TO DO
An exact printout of all the entries is required.

── RAW DATA

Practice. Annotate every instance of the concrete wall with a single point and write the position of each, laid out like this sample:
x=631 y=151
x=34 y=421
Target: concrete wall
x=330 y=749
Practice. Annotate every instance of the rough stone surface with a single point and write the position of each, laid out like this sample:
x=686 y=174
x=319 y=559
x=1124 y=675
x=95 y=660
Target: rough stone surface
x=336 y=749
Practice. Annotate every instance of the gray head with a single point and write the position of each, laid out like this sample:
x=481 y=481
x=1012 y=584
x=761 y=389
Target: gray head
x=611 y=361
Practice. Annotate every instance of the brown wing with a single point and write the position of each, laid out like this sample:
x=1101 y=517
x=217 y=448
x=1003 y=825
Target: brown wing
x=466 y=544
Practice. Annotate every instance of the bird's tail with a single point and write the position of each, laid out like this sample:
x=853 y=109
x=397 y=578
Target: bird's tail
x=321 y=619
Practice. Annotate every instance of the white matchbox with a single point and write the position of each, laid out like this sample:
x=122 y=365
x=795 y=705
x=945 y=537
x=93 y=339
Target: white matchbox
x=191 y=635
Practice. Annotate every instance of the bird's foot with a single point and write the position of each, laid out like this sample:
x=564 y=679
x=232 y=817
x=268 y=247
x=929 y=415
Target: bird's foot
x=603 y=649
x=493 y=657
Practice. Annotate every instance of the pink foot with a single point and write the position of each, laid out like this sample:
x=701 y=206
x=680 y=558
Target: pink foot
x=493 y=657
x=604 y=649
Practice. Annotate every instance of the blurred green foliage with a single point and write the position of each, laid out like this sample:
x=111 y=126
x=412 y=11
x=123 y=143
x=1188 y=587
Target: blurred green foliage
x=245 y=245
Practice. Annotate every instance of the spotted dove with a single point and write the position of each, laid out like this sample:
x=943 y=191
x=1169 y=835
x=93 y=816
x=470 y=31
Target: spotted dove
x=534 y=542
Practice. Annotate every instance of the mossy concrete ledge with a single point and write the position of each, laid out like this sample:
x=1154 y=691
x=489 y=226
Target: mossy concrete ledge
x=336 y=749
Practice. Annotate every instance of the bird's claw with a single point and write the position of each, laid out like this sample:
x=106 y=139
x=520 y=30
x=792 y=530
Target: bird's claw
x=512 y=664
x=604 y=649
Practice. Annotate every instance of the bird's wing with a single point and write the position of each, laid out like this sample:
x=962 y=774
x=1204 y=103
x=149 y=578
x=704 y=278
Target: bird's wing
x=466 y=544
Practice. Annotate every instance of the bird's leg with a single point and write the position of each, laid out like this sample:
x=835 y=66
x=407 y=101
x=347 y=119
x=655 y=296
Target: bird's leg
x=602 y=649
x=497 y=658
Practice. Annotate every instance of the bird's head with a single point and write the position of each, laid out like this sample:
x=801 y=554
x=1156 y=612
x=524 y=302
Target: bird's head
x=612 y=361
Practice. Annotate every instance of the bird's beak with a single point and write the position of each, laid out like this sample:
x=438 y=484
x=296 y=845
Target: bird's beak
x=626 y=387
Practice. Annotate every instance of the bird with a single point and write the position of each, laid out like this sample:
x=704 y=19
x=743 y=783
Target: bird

────

ANSWER SPACE
Practice. Annotate every instance of the concrete wall with a single point and write the position of each, laid out like this sample:
x=631 y=151
x=34 y=421
Target: concrete wall
x=330 y=749
Practice. Annotate every instance of the rough stone surface with a single point and write the position of each, laid out like this sample:
x=686 y=174
x=319 y=559
x=1124 y=675
x=95 y=660
Target: rough stone surface
x=336 y=749
Practice. Annotate every instance of the gray head with a single point and write the position of each, laid out like this sample:
x=481 y=481
x=1012 y=584
x=761 y=389
Target: gray head
x=611 y=361
Practice. Annotate every instance of the brown wing with a single point and write the position of each, laid out like this sample:
x=1101 y=517
x=217 y=448
x=1003 y=825
Target: brown wing
x=466 y=544
Practice. Annotate every instance of the bird's tail with a single point and write the position of each, laid out like this sample:
x=853 y=109
x=397 y=578
Target: bird's tail
x=321 y=619
Practice. Annotate every instance of the white matchbox with a single point and write the position of each, laid out like this sample:
x=122 y=365
x=795 y=705
x=945 y=537
x=93 y=339
Target: white matchbox
x=191 y=635
Practice. Annotate every instance of the bird's foot with a single point and write the position of each, laid out like this sample:
x=564 y=679
x=232 y=817
x=268 y=247
x=929 y=415
Target: bird's foot
x=603 y=649
x=493 y=657
Practice. Annotate every instance of the pink foot with a single point and write the position of each, laid out like this sample:
x=701 y=206
x=680 y=558
Target: pink foot
x=493 y=657
x=604 y=649
Practice. Annotate every instance of the blurred green foliage with a single point and write the position of each, laid out like this sample:
x=111 y=126
x=412 y=11
x=123 y=143
x=1188 y=587
Target: blurred green foliage
x=245 y=245
Practice. Annotate every instance of the spotted dove with a single point and write the position of each, laid out like this sample:
x=943 y=191
x=1169 y=835
x=93 y=816
x=470 y=31
Target: spotted dove
x=534 y=542
Practice. Annotate every instance of the mossy concrete ledge with a single point and write the position of each, laid out like this sample:
x=1154 y=691
x=489 y=226
Target: mossy concrete ledge
x=336 y=749
Practice. Annotate every instance of the bird's claw with a single point and write the position of each, laid out like this sample:
x=106 y=139
x=520 y=30
x=792 y=530
Target: bird's claw
x=512 y=664
x=604 y=649
Practice. Annotate every instance of the bird's wing with a single point and write the position of each, laid out like this sample:
x=962 y=774
x=1204 y=103
x=149 y=578
x=704 y=278
Target: bird's wing
x=466 y=544
Practice. Annotate every instance of the bird's leg with a single point and write the position of each, laid out like this sample:
x=835 y=66
x=407 y=101
x=347 y=119
x=655 y=296
Target: bird's leg
x=602 y=649
x=497 y=658
Practice. Annotate every instance of the bird's head with a single point and write the position of each, laid out like this sample:
x=801 y=554
x=1156 y=612
x=524 y=302
Target: bird's head
x=612 y=361
Practice. Annotate every instance of the bird's beak with a single point and write the position of each, laid out like this sample:
x=438 y=484
x=296 y=845
Target: bird's beak
x=626 y=387
Practice. Annotate every instance of the bird with a single point and write the position of each, laid out like this sample:
x=704 y=19
x=743 y=783
Target: bird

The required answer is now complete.